Return the line that contains "Drop one point on every instance of the woman's eyebrow" plus every line after it to the end of the entries below, exactly as given, and stop there.

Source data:
◆ ◆ ◆

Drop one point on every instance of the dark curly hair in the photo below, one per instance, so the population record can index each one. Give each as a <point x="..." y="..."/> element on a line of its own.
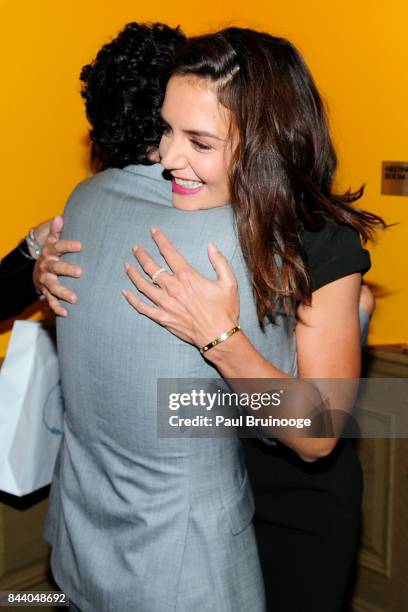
<point x="123" y="89"/>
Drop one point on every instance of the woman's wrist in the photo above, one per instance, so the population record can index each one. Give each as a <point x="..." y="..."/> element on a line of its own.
<point x="221" y="338"/>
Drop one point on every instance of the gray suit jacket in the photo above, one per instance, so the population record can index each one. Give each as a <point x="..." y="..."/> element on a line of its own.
<point x="139" y="522"/>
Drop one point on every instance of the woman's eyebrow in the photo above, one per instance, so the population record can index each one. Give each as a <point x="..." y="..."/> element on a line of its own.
<point x="202" y="133"/>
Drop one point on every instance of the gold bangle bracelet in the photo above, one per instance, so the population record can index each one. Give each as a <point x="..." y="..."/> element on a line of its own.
<point x="220" y="339"/>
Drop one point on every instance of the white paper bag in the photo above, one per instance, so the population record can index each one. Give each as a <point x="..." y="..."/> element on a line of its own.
<point x="31" y="409"/>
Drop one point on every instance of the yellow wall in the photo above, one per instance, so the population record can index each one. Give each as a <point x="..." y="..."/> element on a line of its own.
<point x="358" y="52"/>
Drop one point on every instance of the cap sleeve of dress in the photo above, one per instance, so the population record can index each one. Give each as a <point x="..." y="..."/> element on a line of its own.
<point x="334" y="252"/>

◆ ◆ ◆

▶ **ANSWER TO THE PROBLEM**
Drop one point on every instance of the woman's eyebrow in the photo above, one per instance, so the population record can index each one. Give each as a <point x="..." y="..."/> element on a line of its own.
<point x="202" y="133"/>
Drop one point on every instance of the gold bangle bracelet in the photo above, one per instance, so the population record can index each one. Give each as a <point x="..." y="..."/> element on a line of its own.
<point x="220" y="339"/>
Drop one point on every instance of the white paper bag in the photo above, one per instance, so the population record can index each one. Give each as a <point x="..." y="..."/> element on a line of its own.
<point x="31" y="409"/>
Drop one point on every instance of the yellow wall in the photo above, one per instance, so the population record can index each one. Give each as a <point x="..." y="..."/> element on a line of its own.
<point x="358" y="52"/>
Drop one point on every instance of the cap sleeve of dress in the photo above, one per instance, so the population record can index each one. Give each as a <point x="..." y="..."/> element on a line of its own.
<point x="334" y="252"/>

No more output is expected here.